**Reading text:**

The United States, China, and Taiwan: A Future With Hope
James Lilley*
You have clearly worked over the complicated relationship between Taiwan and China. I can only try to build on what Dr. Lin Chong-pin and Mr. Rostow have already described so lucidly.
I would like to point out first that China chooses, for both tactical and emotional reasons, to place a special heavy emphasis on its relationship with Taiwan and to its point that Taiwan is part of China. Emotional, because this stirs up nationalism among a skeptical Chinese elite who have lost ideology. Tactical, because driving home the unity and sovereignty themes forces the U.S. on the defensive, i.e., the U.S. interferes in China's internal affairs, a cardinal sin in China's own lexicon. In reality, however, China has been practical. For almost fifty years Chinese propaganda has focused on Taiwan as a pure target, but objective circumstances have changed and so has China's strategy. China took over the Ta Chen Islands peacefully in 1954, its last significant territorial acquisition in the Taiwan Strait. Its later more militaristic approach against a well-defended Quemoy (Chin men) failed in 1958, and China retreated with much bluster and firing of cannons, many of them empty.
The Taiwan Relations Act (TRA), passed in 1979 after the U.S. and China normalized relations, provided much needed continuity to U.S. assurances concerning Taiwan's security after the Mutual Defense Treaty had been terminated. The assurances were given teeth for the first time since Quemoy, when, in March 1996, the U.S. sent two carrier battle groups off the east coast of Taiwan in response to Chinese missile shots and its threatening military live fire exercises. This action was consistent with Admiral Arleigh Burke's admonition that the best preventive of war is a credible deterrence. But as often seems to be the case, the dramatic actions by the U.S. and China were obscured by caricature and demagoguery as well as with simplistic judgments. "The Chinese had backed down" was one cry, or that the U.S., by its actions, had provoked a Chinese military build-up was another. And further, that the U.S. was afraid to send its carriers into the actual Strait out of fear of Chinese missiles, or that the Chinese military got a black eye because of its ineffective adventurism. In the end, Lee Teng-hui won a landslide election victory in spite of angry Chinese threats against him. But this was the tenor of much of the commentary.
Getting back to Chinese shifting strategy, Chinese statements have slowly evolved over the years. "We must liberate Taiwan" was the belligerent war cry of the 1950s and 1960s, even in the face of a growing Soviet threat to China in the north. This particular war cry began to sound emptier and emptier as the Soviet build-up grew on China's northern border and the horrible Great Leap Forward campaign, the worst of Mao's lunatic social engineering, almost destroyed the livelihood of the provinces facing Taiwan in the southeast. The population, as a result, rather than wanting to liberate Taiwan was probably more anxious for its material help.

**Written exercise 1:** List each specific year (not a decade) that the essay on the United States, China, and Taiwan gives.
**Written exercise 2:**
Answer these from the essay on the United States, China, and Taiwan:
(a) In what year was the Taiwan Relations Act passed?
(b) How many carrier battle groups did the U.S. send off the east coast of Taiwan in March 1996?
(c) In what year did China's attack on Quemoy fail?
**Written exercise 3:** Translate this sentence from the essay on the United States, China, and Taiwan into Spanish: "China took over the Ta Chen Islands peacefully in 1954, its last significant territorial acquisition in the Taiwan Strait."
Base every answer on the essay on the United States, China, and Taiwan and nothing else.

**Information given:**
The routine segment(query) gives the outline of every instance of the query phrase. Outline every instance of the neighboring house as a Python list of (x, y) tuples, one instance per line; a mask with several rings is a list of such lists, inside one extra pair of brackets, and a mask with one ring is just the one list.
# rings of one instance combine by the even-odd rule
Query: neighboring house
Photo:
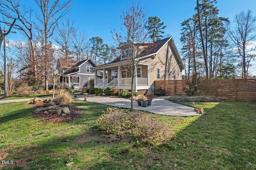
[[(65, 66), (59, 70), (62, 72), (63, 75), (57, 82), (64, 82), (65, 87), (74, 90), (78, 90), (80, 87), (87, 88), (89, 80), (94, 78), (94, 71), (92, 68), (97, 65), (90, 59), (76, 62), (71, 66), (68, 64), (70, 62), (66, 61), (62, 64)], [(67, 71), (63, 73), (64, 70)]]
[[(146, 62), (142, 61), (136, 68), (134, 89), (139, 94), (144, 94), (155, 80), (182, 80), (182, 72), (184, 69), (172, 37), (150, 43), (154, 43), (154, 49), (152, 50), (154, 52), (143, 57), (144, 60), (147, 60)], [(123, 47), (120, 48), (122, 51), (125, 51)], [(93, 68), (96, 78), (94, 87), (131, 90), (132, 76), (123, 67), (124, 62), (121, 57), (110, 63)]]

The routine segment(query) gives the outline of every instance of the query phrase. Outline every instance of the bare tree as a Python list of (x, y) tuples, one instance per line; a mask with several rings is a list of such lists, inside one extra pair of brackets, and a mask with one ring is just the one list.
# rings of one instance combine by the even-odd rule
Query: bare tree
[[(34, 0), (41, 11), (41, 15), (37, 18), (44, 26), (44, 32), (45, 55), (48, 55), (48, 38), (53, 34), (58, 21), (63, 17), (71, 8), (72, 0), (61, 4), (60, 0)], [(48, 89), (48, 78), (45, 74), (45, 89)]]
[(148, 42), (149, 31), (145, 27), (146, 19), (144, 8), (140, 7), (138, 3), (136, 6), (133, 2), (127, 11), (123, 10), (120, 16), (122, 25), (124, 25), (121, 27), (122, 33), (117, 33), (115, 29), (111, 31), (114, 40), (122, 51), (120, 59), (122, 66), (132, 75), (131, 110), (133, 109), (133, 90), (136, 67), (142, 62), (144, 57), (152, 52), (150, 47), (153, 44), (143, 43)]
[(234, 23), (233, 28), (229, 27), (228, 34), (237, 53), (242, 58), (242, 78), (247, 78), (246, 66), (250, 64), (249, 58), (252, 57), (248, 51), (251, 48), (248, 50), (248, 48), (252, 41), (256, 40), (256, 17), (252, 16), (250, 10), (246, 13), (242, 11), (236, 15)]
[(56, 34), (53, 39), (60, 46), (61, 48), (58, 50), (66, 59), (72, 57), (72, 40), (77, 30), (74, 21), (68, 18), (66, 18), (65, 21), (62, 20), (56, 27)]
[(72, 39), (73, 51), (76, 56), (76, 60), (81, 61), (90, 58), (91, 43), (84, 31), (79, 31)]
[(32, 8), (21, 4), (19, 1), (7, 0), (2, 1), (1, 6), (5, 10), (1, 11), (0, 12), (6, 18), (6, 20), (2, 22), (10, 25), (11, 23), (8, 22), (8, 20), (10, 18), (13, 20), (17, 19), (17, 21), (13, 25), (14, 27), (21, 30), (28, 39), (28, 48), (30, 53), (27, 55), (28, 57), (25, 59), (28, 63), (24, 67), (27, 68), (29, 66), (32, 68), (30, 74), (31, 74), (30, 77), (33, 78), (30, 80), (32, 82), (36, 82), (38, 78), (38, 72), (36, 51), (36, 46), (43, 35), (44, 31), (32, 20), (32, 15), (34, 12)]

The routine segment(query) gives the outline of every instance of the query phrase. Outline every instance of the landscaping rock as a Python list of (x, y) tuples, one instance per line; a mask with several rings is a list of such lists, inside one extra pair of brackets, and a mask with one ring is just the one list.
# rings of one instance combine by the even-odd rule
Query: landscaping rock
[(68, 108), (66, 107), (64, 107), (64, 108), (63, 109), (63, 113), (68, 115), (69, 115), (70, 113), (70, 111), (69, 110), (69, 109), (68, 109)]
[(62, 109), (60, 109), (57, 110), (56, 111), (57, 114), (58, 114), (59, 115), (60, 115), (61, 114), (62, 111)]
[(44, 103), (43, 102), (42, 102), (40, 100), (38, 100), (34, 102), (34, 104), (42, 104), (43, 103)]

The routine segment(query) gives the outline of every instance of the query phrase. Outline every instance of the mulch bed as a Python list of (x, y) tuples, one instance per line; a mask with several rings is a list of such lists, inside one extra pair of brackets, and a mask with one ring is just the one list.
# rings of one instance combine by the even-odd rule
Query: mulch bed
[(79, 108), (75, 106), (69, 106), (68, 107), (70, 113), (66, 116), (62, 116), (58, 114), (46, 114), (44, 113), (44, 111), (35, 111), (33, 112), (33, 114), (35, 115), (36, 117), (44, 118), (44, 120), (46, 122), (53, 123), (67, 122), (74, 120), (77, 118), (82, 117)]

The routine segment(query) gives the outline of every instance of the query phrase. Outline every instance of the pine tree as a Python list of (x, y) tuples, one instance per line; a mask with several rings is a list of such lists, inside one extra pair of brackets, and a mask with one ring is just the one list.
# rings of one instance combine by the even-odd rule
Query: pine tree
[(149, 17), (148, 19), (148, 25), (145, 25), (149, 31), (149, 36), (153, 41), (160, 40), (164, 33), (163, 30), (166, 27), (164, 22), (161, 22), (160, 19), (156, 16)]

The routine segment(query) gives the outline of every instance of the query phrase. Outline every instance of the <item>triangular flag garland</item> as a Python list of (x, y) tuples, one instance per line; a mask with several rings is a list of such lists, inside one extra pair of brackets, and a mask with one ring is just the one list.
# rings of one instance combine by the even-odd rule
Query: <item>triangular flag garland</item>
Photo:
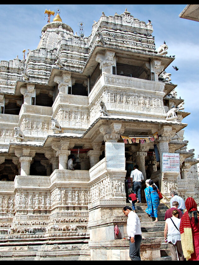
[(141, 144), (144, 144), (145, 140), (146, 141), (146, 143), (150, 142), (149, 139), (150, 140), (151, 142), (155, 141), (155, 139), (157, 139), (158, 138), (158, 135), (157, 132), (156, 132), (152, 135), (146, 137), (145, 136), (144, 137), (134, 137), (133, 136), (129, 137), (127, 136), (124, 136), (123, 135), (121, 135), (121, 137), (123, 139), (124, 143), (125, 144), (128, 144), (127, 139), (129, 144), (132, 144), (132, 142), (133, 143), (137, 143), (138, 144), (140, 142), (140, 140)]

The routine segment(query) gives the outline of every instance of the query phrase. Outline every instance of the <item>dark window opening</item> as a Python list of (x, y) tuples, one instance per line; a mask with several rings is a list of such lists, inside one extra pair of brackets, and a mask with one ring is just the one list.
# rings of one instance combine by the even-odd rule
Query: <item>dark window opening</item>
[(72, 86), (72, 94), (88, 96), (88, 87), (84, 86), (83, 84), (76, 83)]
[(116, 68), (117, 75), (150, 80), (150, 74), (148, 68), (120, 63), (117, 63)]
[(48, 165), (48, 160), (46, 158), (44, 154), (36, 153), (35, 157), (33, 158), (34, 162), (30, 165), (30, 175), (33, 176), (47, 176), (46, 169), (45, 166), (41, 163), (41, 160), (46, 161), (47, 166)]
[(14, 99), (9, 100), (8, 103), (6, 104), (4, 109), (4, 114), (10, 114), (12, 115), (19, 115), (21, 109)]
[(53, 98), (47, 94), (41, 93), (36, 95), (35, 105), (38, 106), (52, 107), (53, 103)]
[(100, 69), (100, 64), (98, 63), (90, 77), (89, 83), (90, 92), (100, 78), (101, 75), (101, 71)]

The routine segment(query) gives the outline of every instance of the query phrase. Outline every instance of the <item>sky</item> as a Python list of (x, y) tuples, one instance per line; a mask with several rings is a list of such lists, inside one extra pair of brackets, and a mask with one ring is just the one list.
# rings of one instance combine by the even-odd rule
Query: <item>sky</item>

**Full output 1:** 1954, 1958, 1979, 1996

**Full output 2:**
(a) 1979
(b) Two
(c) 1958

**Full output 3:** China tomó las islas Ta Chen de forma pacífica en 1954, su última adquisición territorial significativa en el estrecho de Taiwán.